* _What needs to be done_: Reproduce each of the following lines word for word, without changing anything.
# # # #
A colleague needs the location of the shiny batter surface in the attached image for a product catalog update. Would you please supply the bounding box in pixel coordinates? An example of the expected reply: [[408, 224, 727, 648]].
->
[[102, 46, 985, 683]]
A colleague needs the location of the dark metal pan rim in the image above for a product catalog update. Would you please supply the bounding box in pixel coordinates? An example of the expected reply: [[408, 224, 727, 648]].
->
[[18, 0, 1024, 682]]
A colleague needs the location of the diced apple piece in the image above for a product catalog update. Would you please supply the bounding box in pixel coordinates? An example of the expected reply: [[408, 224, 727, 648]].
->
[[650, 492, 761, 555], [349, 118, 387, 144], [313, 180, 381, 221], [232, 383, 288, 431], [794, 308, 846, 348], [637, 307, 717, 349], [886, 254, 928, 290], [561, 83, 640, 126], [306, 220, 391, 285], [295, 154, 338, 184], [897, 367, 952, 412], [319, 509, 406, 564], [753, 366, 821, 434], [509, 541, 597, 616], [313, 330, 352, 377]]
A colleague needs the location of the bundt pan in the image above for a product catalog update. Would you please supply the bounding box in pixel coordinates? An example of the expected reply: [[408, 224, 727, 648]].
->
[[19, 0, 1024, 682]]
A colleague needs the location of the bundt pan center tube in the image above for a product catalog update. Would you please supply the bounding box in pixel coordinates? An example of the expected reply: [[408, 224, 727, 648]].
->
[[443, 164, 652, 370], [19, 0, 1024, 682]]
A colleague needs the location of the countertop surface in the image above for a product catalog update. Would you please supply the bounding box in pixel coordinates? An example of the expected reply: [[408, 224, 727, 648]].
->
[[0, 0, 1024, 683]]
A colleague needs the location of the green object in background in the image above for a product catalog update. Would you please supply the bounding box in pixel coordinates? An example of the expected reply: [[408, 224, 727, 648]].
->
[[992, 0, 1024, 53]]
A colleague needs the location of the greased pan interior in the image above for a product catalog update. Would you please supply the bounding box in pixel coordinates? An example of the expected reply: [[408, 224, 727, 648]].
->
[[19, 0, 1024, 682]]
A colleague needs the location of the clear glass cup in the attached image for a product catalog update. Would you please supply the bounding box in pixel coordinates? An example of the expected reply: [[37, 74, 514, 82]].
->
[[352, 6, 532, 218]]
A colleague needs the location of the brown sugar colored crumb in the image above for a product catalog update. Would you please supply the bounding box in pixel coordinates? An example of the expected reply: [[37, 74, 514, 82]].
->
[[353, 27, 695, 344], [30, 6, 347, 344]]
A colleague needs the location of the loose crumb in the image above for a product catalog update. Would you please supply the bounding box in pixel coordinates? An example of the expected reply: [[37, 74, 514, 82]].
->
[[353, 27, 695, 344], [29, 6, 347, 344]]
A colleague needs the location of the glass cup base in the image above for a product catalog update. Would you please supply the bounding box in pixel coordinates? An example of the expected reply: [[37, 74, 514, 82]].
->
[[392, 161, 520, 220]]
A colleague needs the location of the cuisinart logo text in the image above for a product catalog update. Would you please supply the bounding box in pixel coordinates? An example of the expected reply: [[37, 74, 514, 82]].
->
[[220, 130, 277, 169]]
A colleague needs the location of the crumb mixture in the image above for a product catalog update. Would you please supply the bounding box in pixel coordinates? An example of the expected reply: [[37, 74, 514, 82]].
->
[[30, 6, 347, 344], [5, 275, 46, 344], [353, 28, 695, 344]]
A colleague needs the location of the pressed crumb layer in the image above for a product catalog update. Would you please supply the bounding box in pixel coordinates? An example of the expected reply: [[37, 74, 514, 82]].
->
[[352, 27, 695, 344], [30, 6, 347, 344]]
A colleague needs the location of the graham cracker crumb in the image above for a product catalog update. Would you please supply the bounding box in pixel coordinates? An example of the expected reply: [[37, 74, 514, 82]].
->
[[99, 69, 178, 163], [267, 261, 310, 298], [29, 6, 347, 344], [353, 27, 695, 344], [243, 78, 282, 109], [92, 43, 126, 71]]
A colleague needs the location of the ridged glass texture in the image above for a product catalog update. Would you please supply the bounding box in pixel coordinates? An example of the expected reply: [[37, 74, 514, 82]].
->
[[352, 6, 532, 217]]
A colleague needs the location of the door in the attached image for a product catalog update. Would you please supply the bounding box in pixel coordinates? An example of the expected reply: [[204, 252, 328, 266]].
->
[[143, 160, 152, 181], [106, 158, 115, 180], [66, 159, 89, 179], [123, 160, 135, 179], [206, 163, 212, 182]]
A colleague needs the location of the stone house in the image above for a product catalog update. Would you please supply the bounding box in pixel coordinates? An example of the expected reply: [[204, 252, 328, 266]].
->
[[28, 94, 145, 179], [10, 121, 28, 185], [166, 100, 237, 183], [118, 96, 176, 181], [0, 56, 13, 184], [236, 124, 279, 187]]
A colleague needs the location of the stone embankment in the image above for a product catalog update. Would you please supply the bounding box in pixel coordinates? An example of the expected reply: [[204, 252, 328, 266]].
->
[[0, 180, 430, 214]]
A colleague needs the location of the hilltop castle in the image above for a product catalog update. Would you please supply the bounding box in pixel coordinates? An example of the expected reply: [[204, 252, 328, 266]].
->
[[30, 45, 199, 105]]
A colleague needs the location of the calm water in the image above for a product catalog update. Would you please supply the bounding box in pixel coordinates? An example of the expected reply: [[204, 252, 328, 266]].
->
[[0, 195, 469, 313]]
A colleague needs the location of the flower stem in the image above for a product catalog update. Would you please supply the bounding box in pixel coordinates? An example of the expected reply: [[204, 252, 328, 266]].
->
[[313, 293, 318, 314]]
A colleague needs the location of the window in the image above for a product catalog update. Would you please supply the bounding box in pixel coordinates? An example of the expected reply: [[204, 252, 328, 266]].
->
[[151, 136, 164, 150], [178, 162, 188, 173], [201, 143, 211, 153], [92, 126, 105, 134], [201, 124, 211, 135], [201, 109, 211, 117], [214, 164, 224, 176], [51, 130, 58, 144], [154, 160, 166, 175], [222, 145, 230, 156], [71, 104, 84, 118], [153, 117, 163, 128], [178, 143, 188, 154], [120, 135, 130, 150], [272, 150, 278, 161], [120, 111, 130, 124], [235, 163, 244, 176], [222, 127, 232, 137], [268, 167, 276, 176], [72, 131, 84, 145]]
# # # #
* _Exercise solution_:
A colleague needs the location of the shiny batter surface in the attached image for a product catalog update. Would you please supply the bounding box in pixel coordinates? An example of the expected reply: [[408, 224, 727, 648]].
->
[[102, 46, 985, 683]]
A colleague needs the location of the dark metal pan rim in the image above for a product catalog update. Would you please supply the bounding box in pixel coordinates? An example of the expected reply: [[408, 224, 727, 648]].
->
[[18, 0, 1024, 682]]
A colleague needs the location of the diced apple piece in the image above for a product catalog update. Would you please supply the bounding box in pixel coordinates? An example of the expected reply: [[408, 224, 727, 648]].
->
[[650, 492, 761, 555], [349, 118, 387, 144], [313, 180, 381, 221], [232, 383, 288, 431], [794, 308, 846, 348], [637, 307, 717, 349], [886, 254, 928, 290], [561, 83, 640, 126], [306, 220, 391, 285], [295, 154, 338, 184], [897, 367, 952, 412], [319, 509, 406, 564], [753, 366, 821, 434], [509, 541, 597, 616], [313, 330, 352, 377]]
A colleague needs the location of the bundt pan in the image above for a product catalog update. Would you please supply the bounding box in pixel coordinates? An example of the expected reply: [[408, 224, 727, 648]].
->
[[19, 0, 1024, 682]]
A colleague needs the location of the bundt pan center tube in the image above for a product catalog update. Would you please supply the bounding box in pixel coordinates? An example of the expected reply: [[408, 224, 727, 648]].
->
[[443, 164, 652, 370], [19, 0, 1024, 682]]
A colleague needs the location of the countertop surface in the image above for a product catalog update. Would you please supply the bounding box in pixel coordinates? An example of the expected reply: [[408, 224, 727, 648]].
->
[[0, 0, 1024, 683]]
A colleague needs the location of the green object in background in the image above for a product catalog update. Would you please supply the bounding box in pixel coordinates? An example of the expected reply: [[408, 224, 727, 648]].
->
[[992, 0, 1024, 53]]
A colleague needs the location of the greased pan interior in the image above for a product catalog update. Would you please supply the bounding box in pixel coordinates? An example of the expected reply: [[408, 224, 727, 648]].
->
[[19, 0, 1024, 682]]
A colleague needs the location of the clear glass cup in the attached image for a product catalog update. Would you please supply the bounding box in pixel coordinates? An example of the expected reply: [[37, 74, 514, 82]].
->
[[352, 6, 532, 218]]
A colleague needs the location of the brown sugar colored crumb in the image above for a product catalog update. Would you please supply the bounding box in pixel coordinates? An example of the expected reply: [[37, 74, 514, 82]].
->
[[353, 27, 695, 344], [30, 6, 347, 344]]
A colleague needs the location of the loose crumb in the image above for a product catalog update. Would you please supply the bounding box in pixel coordinates? An example of the expected reply: [[37, 74, 514, 82]].
->
[[353, 27, 695, 344], [29, 6, 347, 344]]
A colleague needs the location of the glass cup base in the image above for a product catalog update. Would you please supply the bounding box in pixel coordinates? An example of the expected reply: [[37, 74, 514, 82]].
->
[[392, 161, 520, 220]]
A colleague needs the location of the cuisinart logo text in the image above for a product catalog update. Would you please supply the bounding box in pixel coordinates? An example of the expected reply: [[37, 74, 514, 82]].
->
[[220, 130, 277, 169]]
A colleague needs the location of the crumb mixture in the image above for a product catalog update. Would you please supply the bounding box in pixel coordinates? An example of the expected reply: [[37, 74, 514, 82]].
->
[[30, 6, 347, 344], [5, 275, 46, 344], [353, 28, 695, 344]]
A colleague needs the location of the pressed crumb layer in the image above for a product catalog update. Would you please supply the bounding box in pixel coordinates? An example of the expected reply: [[37, 74, 514, 82]].
->
[[352, 27, 695, 344], [30, 6, 347, 344]]
A colleague needs the location of the graham cracker crumb in the image above for a product catalog update. Would you please supply the bounding box in pixel coordinates? An example of the expected reply: [[37, 74, 514, 82]].
->
[[99, 69, 178, 163], [267, 261, 310, 298], [29, 6, 347, 344], [353, 27, 695, 344], [243, 78, 282, 109], [92, 43, 126, 71]]
A colleague needs the location of the ridged glass texture in the image above for a product catalog update. Would you please supply the bounding box in pixel coordinates? An example of the expected reply: [[37, 74, 514, 82]].
->
[[352, 6, 532, 217]]
A colleague needs the location of the door in the attached image for a product catalog update. Would you please supply the bounding box in pixel coordinates? An example of the expected reply: [[204, 252, 328, 266]].
->
[[143, 160, 152, 181], [106, 158, 115, 180], [66, 159, 89, 179], [123, 160, 135, 179], [206, 163, 212, 182]]
A colleague needs the location of the stone house in the image above for a product catalog update. Would you please supply the bounding box in pixel coordinates? An example of the expected reply: [[204, 252, 328, 266]].
->
[[28, 94, 145, 179], [10, 121, 28, 185], [166, 100, 237, 183], [118, 96, 176, 181], [0, 56, 13, 184], [236, 124, 279, 187]]
A colleague needs the location of the stone embankment in the image above for a product catalog update. Would you please supply the bounding box in pixel coordinates? An example of the expected reply: [[204, 252, 328, 266]].
->
[[0, 180, 430, 214]]
A colleague needs the location of the hilltop castle in the image above for a product catalog update. Would you please supply the bounding box in pixel coordinates? An example of the expected reply: [[204, 252, 328, 266]].
->
[[30, 45, 199, 105]]
A colleague needs the location of the calm water in the image above for a product catalog update. Would you please supply the bounding box in pixel coordinates? An example of the expected reply: [[204, 252, 328, 266]].
->
[[0, 195, 469, 313]]
A colleague needs the location of the flower stem in the image above for a product catalog update. Would you please supply the bounding box in pixel coordinates? An example of the expected reply: [[204, 252, 328, 266]].
->
[[313, 293, 318, 314]]
A colleague needs the location of the window in the image above for a product catalog update. Would you please supply the bounding box in pixel coordinates? An example of the expected reply: [[204, 252, 328, 266]].
->
[[151, 136, 164, 150], [178, 162, 188, 173], [201, 143, 211, 153], [92, 126, 105, 134], [201, 124, 211, 135], [201, 109, 211, 117], [214, 164, 224, 176], [51, 130, 58, 144], [154, 160, 166, 175], [222, 145, 230, 156], [71, 104, 84, 118], [153, 117, 163, 128], [178, 143, 188, 154], [120, 135, 130, 150], [272, 150, 278, 161], [120, 111, 130, 124], [235, 163, 244, 176], [222, 127, 232, 137], [268, 167, 276, 176], [72, 131, 84, 145]]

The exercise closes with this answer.